* ACTIVITY *
Please print the full listing exactly.

** Opening DATA block **

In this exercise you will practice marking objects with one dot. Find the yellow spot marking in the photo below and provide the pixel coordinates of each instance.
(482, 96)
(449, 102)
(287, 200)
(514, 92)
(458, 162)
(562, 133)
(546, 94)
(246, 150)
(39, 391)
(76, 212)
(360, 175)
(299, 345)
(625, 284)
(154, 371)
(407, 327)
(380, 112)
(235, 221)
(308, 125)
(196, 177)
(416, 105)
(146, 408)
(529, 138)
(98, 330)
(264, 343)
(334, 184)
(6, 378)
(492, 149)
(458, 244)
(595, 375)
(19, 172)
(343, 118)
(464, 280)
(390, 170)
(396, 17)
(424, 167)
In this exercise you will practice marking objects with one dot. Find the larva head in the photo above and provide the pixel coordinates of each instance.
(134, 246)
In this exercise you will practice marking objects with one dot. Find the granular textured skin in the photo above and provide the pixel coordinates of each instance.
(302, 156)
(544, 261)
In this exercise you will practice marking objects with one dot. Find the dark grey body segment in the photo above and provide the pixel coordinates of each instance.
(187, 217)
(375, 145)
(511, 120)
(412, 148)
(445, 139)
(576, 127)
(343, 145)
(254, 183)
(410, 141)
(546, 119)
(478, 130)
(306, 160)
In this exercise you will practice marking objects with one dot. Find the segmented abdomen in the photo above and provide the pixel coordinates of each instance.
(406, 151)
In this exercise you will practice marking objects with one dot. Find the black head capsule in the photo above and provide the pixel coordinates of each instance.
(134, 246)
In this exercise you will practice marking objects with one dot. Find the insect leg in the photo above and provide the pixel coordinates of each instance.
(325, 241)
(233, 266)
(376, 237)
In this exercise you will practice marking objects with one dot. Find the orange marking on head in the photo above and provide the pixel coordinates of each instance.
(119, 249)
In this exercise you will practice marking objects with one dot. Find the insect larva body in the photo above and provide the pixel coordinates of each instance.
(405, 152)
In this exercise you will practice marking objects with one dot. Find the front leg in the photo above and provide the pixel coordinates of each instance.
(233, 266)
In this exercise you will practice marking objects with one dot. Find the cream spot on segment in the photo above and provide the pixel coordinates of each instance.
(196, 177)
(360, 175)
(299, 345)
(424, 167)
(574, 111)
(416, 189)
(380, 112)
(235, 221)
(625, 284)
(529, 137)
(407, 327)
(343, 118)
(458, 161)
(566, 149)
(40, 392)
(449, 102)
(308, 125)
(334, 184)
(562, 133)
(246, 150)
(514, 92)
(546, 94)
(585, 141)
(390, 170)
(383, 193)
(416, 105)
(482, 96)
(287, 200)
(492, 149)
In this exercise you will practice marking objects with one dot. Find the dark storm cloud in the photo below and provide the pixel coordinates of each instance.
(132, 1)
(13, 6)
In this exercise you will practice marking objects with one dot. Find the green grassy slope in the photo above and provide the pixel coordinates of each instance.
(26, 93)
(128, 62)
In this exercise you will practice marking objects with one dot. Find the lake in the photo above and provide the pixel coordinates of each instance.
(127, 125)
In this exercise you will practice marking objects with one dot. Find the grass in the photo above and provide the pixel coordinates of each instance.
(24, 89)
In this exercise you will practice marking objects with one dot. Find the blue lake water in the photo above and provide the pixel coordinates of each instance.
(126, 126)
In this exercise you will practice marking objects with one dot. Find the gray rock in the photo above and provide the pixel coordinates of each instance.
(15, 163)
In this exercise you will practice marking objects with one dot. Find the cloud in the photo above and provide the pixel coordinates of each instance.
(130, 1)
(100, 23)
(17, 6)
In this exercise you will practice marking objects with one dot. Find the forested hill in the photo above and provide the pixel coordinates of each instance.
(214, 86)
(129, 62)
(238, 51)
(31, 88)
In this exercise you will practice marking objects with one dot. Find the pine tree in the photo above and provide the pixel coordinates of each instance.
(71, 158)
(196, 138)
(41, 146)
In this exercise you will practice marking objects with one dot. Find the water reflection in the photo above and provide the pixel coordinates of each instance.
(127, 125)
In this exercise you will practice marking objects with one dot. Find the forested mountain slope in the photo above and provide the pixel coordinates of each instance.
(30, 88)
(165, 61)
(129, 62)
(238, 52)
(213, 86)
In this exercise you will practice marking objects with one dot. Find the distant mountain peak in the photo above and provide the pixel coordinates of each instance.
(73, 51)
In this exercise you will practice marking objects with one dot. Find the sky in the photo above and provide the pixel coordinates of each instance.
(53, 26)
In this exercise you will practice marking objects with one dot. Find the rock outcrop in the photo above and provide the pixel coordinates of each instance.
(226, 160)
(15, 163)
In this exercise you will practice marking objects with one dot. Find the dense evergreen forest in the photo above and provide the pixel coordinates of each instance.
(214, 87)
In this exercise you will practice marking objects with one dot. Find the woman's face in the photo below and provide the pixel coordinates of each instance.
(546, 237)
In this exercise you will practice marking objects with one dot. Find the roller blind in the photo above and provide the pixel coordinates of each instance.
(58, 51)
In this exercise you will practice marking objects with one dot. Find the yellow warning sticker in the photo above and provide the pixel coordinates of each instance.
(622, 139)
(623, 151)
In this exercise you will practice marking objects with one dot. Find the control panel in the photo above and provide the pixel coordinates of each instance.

** Closing DATA block **

* THE ANSWER *
In this exercise you will practice marking objects with one dot. Find the yellow spot marking in the photo below and provide the pixel coordinates of each instance.
(482, 96)
(449, 102)
(287, 200)
(514, 92)
(458, 162)
(562, 133)
(546, 94)
(246, 150)
(39, 391)
(76, 212)
(360, 175)
(299, 345)
(625, 284)
(154, 371)
(407, 327)
(380, 112)
(235, 221)
(308, 125)
(196, 177)
(416, 105)
(146, 408)
(529, 138)
(98, 330)
(264, 343)
(334, 184)
(6, 378)
(492, 149)
(458, 244)
(595, 375)
(19, 172)
(343, 118)
(464, 280)
(390, 170)
(396, 17)
(424, 167)
In this exercise you will practice marking objects with one dot. Find the larva head in the photo above and provide the pixel coordinates of each instance.
(134, 246)
In this exercise you will practice marking objects with one dot. Find the granular textured skin in the photo above and provide the pixel coordinates of each instance.
(302, 156)
(544, 261)
In this exercise you will practice marking objects with one dot. Find the dark grey body segment in the photo above and provide the pixel coordinates of each instance.
(187, 217)
(375, 145)
(511, 120)
(412, 148)
(445, 139)
(576, 127)
(343, 145)
(254, 183)
(410, 141)
(546, 119)
(478, 130)
(306, 160)
In this exercise you will practice marking objects with one dot. Find the segmented abdomen in the photo above and provide the pixel coordinates of each instance.
(406, 151)
In this exercise you will practice marking objects with one dot. Find the black head capsule in the photo above and provide the pixel coordinates of each instance.
(134, 246)
In this exercise you will practice marking objects with one dot. Find the insect leg in the photo above and provide the pixel coordinates of each instance.
(325, 241)
(233, 266)
(376, 237)
In this exercise you will practice marking objects with one dot. Find the orange marking on head in the photo above and provide the pixel coordinates of each instance.
(119, 249)
In this exercise you will practice marking objects with one dot. Find the insect larva body in the photo above and provide the pixel coordinates of each instance.
(405, 152)
In this exercise you will practice marking objects with one dot. Find the front leg in the photo above and provide the pixel coordinates of each instance.
(233, 266)
In this exercise you will practice marking objects with one dot. Find the cream spot on segment in the photo above and provide the pixel coordinates of each instance.
(196, 177)
(360, 175)
(299, 345)
(424, 167)
(574, 111)
(416, 189)
(380, 112)
(235, 221)
(625, 284)
(529, 137)
(407, 327)
(343, 118)
(458, 161)
(566, 149)
(40, 392)
(449, 102)
(308, 125)
(334, 184)
(562, 133)
(246, 150)
(514, 92)
(546, 94)
(585, 141)
(390, 170)
(383, 193)
(416, 105)
(482, 96)
(287, 200)
(492, 149)
In this exercise you will practice marking objects with one dot. Find the dark storm cloud in the photo below and provide the pixel coordinates of each instance.
(132, 1)
(13, 6)
In this exercise you will practice marking objects with one dot. Find the green grassy slope in the photo above and provide the pixel coordinates of each instance.
(26, 93)
(128, 62)
In this exercise you will practice marking objects with one dot. Find the lake in the photo above and provide the pixel coordinates of each instance.
(127, 125)
In this exercise you will practice marking objects with one dot. Find the grass in the photo above and provide the pixel coordinates of each instance.
(24, 89)
In this exercise you will practice marking objects with one dot. Find the blue lake water in the photo above and provide the pixel coordinates of each instance.
(126, 126)
In this exercise you will practice marking objects with one dot. Find the gray rock in the photo above and provide the pixel coordinates of each instance.
(15, 163)
In this exercise you will practice marking objects with one dot. Find the cloud in the photo above and provide the pixel coordinates of each instance.
(130, 1)
(100, 23)
(17, 6)
In this exercise you will practice marking objects with one dot. Find the forested hill in the photo above and provide the pixel coordinates of each instance.
(214, 86)
(129, 62)
(238, 51)
(31, 88)
In this exercise you will practice marking objects with one dot. Find the pine tree in the photo above and provide the pixel coordinates of each instance.
(71, 158)
(196, 138)
(41, 146)
In this exercise you will practice marking objects with one dot. Find the water reflection in the photo above and provide the pixel coordinates of each instance.
(127, 125)
In this exercise you will practice marking objects with one dot. Find the forested mountain slope in the photo above and provide the pixel coordinates of each instance.
(30, 88)
(165, 61)
(129, 62)
(238, 52)
(213, 86)
In this exercise you will practice marking objects with one dot. Find the distant mountain peak in the photo above and provide the pixel coordinates of each instance.
(73, 51)
In this exercise you will practice marking objects with one dot. Find the sky in the photo above and provide the pixel coordinates of each instance.
(53, 26)
In this exercise you will practice marking objects with one dot. Find the rock outcrop in the photo above and provide the pixel coordinates of each instance.
(226, 160)
(15, 163)
In this exercise you will practice marking objects with one dot. Find the dense evergreen forest in the photo above and provide the pixel coordinates of each instance.
(214, 87)
In this exercise you will practice marking objects with one dot. Find the woman's face in the photo below and provide the pixel coordinates of each instance.
(546, 237)
In this exercise you will practice marking objects with one dot. Find the roller blind in the photo above and provide the pixel coordinates of each instance.
(58, 51)
In this exercise you will practice marking objects with one dot. Find the yellow warning sticker in the photo above and provide the pixel coordinates of each instance.
(622, 139)
(623, 151)
In this exercise you will practice marking objects with one dot. Find the control panel in the photo above and provide the pixel coordinates of each instance.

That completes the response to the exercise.